PASSAGE SHOWN:
Air is truly a film for our times. Essentially a two-hour advertisement for Nike, it is being acclaimed as stunning entertainment, and a potential “movie of the year”. We’ve come a long way from 1999, when Naomi Klein’s No Logo made the case against Nike and other big brands as shameless exploiters of the developing world. In Air, Nike is the all-American underdog that triumphs over the big brands – the little guy that beats overwhelming odds to become a major player.
Ben Affleck, who has directed and starred in the film, swears there was no collusion with Nike, but considerable consultation with Michael Jordan, the legendary basketballer, who proved crucial to the company’s change of fortunes. If this is the case, Air must be the greatest marketing gift ever handed to a multinational corporation.
It’s decidedly odd that in a world in which people have traumas about their pronouns, everyone seems so happy to have a huge company portrayed in the most lovable, heroic light. Once upon a time lefties were concerned about the working classes, nowadays it’s all about race and gender. Capitalism gets a free pass so long as it makes the right noises about ‘inclusiveness’.
There is only one moment in this film that hints at an awareness of Nike’s labour practices of the 1980s, when they were reputedly paying workers 14 cents a day in Indonesian sweat shops. It’s a throwaway line from Jason Bateman, playing marketing executive, Rob Strasser, who wonders aloud if he’s OK with the company’s Asian operations – but quickly buries his scruples.
That concludes my burst of astonishment at the soft landing afforded to this film. If you don’t give a damn about how Nike reaps its profits, there’s much to enjoy in what is otherwise a wellmade Hollywood feature with an all-star cast. If anything, Affleck tries almost too hard to seduce the viewer. If you’re hanging out for some 1980s pop music there’s a new song every few minutes.

GOALS:
A - Decide whether each statement agrees with the review of Air: (i) Ben Affleck both directed and acted in the film; (ii) the film includes several scenes about Nike's labor practices; (iii) Naomi Klein's No Logo came out in 1999. Answer yes or no for each, quoting the words that settle it.
B - Carry the review of Air on past its final sentence, keeping its voice and point of view.
The items on this page are separate from the review of Air.

RECORDS SUPPLIED:
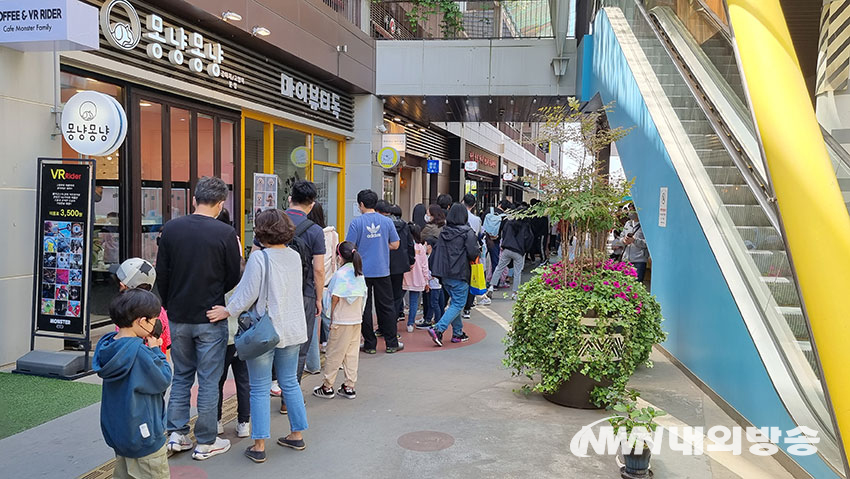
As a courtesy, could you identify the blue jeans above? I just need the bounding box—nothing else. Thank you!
[166,321,225,444]
[304,311,325,372]
[424,289,445,323]
[245,344,307,439]
[407,291,422,326]
[434,278,469,336]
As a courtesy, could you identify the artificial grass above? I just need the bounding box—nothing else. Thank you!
[0,373,100,439]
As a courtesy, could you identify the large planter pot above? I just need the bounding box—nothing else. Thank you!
[621,446,652,479]
[543,316,623,409]
[543,373,614,409]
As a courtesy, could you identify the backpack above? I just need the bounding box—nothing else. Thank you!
[287,218,316,298]
[483,213,504,237]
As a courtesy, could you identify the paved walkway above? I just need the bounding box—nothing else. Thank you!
[0,299,791,479]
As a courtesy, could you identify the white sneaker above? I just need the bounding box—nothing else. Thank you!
[168,431,195,452]
[192,437,230,461]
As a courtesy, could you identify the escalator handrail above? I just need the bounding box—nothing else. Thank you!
[635,1,782,231]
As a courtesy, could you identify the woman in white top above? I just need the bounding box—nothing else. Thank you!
[207,209,307,462]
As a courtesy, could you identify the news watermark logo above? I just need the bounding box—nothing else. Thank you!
[570,416,820,457]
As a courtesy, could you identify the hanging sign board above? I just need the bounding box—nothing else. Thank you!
[33,158,95,336]
[381,133,407,153]
[0,0,98,52]
[378,146,399,169]
[252,173,278,215]
[62,91,127,156]
[658,186,667,228]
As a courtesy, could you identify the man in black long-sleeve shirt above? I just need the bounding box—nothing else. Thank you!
[156,177,242,460]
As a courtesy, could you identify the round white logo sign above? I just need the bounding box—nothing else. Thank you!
[100,0,142,50]
[62,91,127,156]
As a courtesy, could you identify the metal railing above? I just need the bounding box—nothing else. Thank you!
[368,0,553,40]
[322,0,360,27]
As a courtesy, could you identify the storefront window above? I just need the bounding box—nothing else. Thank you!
[274,125,310,209]
[242,118,265,251]
[313,165,341,231]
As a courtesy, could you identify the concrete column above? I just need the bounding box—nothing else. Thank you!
[0,47,62,364]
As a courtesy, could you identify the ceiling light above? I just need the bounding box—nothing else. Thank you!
[251,26,272,37]
[221,12,242,22]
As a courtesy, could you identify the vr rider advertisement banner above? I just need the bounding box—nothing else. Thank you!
[35,159,94,335]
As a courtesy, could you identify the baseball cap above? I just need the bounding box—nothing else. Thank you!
[109,258,156,288]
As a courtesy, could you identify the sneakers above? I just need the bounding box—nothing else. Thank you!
[313,386,334,399]
[428,328,443,347]
[452,333,469,343]
[192,437,230,461]
[168,431,195,452]
[271,380,281,397]
[277,437,307,451]
[337,384,357,399]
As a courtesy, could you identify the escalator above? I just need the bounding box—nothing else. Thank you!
[588,0,850,475]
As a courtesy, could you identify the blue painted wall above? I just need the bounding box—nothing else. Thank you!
[581,11,837,478]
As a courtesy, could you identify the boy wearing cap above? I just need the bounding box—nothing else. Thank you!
[109,258,171,361]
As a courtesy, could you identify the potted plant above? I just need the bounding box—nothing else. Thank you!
[505,99,665,408]
[608,391,667,479]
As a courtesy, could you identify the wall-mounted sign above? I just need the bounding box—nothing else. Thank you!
[280,73,339,118]
[381,133,407,153]
[251,173,278,217]
[466,143,499,175]
[62,91,127,156]
[33,158,94,335]
[0,0,98,51]
[378,146,399,169]
[100,0,224,78]
[289,146,310,168]
[92,0,354,131]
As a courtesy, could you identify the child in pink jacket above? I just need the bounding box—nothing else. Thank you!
[402,225,431,333]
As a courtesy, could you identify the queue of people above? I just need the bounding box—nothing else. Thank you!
[93,177,548,477]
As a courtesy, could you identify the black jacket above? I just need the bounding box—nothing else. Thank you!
[390,218,416,274]
[429,225,480,283]
[502,219,534,255]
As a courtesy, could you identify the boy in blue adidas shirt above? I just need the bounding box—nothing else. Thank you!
[92,289,171,479]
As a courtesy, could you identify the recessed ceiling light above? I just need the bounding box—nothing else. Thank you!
[221,12,242,22]
[251,26,272,37]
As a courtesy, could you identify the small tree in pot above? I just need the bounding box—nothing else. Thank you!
[505,99,665,407]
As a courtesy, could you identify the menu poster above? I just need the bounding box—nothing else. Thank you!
[253,173,278,217]
[34,159,94,335]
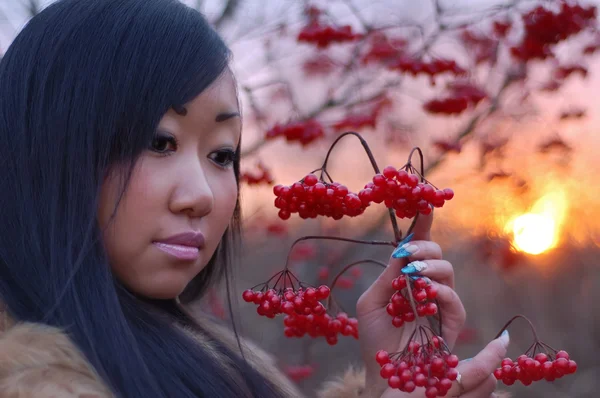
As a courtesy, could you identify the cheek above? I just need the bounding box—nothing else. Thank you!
[98,162,167,276]
[211,173,238,241]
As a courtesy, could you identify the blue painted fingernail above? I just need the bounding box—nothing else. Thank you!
[400,261,427,274]
[400,264,417,274]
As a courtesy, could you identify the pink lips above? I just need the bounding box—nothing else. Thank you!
[153,232,204,261]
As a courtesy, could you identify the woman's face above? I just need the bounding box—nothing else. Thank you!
[98,71,241,299]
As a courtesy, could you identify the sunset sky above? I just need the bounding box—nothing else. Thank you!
[0,0,600,253]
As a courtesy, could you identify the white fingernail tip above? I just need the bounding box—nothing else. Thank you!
[401,243,419,254]
[408,261,427,272]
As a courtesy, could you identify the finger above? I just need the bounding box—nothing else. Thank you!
[357,241,442,311]
[448,331,510,397]
[460,375,498,398]
[412,211,433,240]
[400,257,454,288]
[431,281,467,332]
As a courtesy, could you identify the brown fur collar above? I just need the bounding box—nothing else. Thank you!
[0,303,364,398]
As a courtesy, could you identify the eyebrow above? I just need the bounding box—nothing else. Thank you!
[215,112,240,123]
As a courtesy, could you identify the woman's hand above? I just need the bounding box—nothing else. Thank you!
[357,215,510,398]
[378,332,509,398]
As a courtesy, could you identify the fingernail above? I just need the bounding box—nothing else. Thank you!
[400,265,417,274]
[392,234,419,258]
[392,243,419,258]
[400,261,427,274]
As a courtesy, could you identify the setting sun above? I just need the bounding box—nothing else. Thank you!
[506,190,567,254]
[513,213,556,254]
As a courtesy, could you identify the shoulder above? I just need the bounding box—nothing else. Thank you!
[0,323,112,398]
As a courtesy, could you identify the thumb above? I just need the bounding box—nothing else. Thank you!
[450,330,510,396]
[412,211,433,240]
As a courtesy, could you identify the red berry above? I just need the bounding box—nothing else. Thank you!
[304,174,319,187]
[375,350,390,366]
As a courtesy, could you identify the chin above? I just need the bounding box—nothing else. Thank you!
[132,279,190,300]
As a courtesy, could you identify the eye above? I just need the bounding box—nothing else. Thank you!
[208,149,236,168]
[148,133,177,155]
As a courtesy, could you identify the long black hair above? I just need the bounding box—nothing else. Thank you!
[0,0,280,398]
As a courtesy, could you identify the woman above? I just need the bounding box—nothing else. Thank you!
[0,0,508,398]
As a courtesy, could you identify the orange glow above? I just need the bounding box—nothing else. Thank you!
[505,190,567,255]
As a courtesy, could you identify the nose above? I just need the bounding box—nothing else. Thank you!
[169,159,214,218]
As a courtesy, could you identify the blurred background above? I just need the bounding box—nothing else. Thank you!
[0,0,600,398]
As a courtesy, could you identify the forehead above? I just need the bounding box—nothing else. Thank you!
[185,70,239,118]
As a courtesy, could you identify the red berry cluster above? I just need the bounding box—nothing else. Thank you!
[493,21,512,37]
[554,64,588,80]
[273,174,367,220]
[242,285,329,318]
[358,166,454,218]
[385,276,438,328]
[265,119,325,146]
[302,53,336,76]
[298,21,361,48]
[240,163,273,185]
[388,56,466,77]
[494,351,577,386]
[361,32,408,65]
[283,312,358,345]
[375,336,458,398]
[460,29,498,65]
[511,2,596,61]
[423,82,488,115]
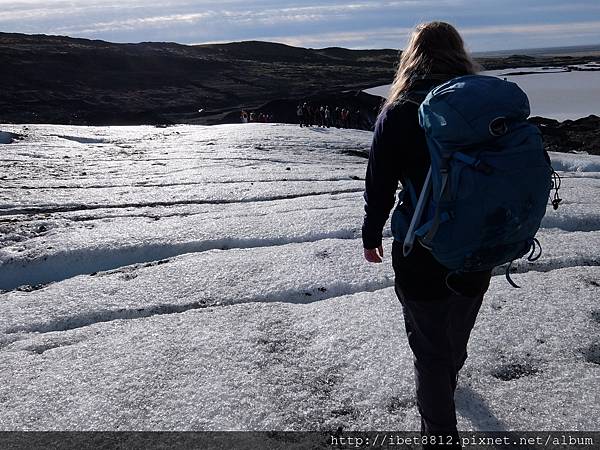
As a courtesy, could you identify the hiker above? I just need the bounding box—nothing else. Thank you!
[296,103,304,128]
[362,22,491,449]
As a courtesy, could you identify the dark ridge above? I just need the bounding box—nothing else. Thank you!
[529,115,600,155]
[0,33,600,128]
[0,33,398,125]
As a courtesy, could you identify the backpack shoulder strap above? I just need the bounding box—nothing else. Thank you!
[401,90,429,106]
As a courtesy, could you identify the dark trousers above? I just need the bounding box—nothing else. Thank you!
[396,270,483,449]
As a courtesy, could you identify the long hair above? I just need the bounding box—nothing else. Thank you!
[383,22,480,109]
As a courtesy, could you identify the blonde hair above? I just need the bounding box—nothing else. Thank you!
[383,22,480,109]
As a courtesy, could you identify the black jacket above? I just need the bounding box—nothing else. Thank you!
[362,80,491,300]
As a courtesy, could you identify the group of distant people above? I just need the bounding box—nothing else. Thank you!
[296,102,360,128]
[240,111,273,123]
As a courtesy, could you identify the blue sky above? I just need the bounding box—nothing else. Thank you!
[0,0,600,51]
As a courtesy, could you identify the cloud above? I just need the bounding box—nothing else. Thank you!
[0,0,600,50]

OUTPUTS IN ORDER:
A -
(i) Yes: "Ben Affleck, who has directed and starred in the film"
(ii) No: "There is only one moment in this film that hints at an awareness of Nike’s labour practices of the 1980s"
(iii) Yes: "We’ve come a long way from 1999, when Naomi Klein’s No Logo made the case against Nike and other big brands"

B -
The story revolves around Nike’s efforts to recruit rising star, Michael Jordan, to be the figurehead of their campaign to capture the market for basketball shoes. When the film begins, in 1984, they are a distant third to their rivals, Converse and Adidas. Low sales translate into a tight marketing budget, which restricts the company’s ability to sign promising talent.
For veteran scout, Sonny Vaccaro (Matt Damon) the Eureka! moment arrives when he sees footage of Michael Jordan taking a long shot, and realises this young man is something special. He proposes spending the entire budget on Jordan and developing a new line of shoe with his name on it. This will be the Air Jordan sneaker that has, as of 2022, earned more than US$5 billion for Nike. The goal was to bring in US$3 million in sales over the first three years, but it would make $126 million within the first twelve months.
Sonny Vaccaro is the real hero of this tale. He has the insight to recognise Jordan’s star power and the obstinacy to fight for his corner when the boss, Phil Jordan (Ben Affleck), is prevaricating. Sonny is supported in his gamble by marketeer, Rob Strasser (Bateman) and fast-talking colleague, Howard White (Chris Tucker).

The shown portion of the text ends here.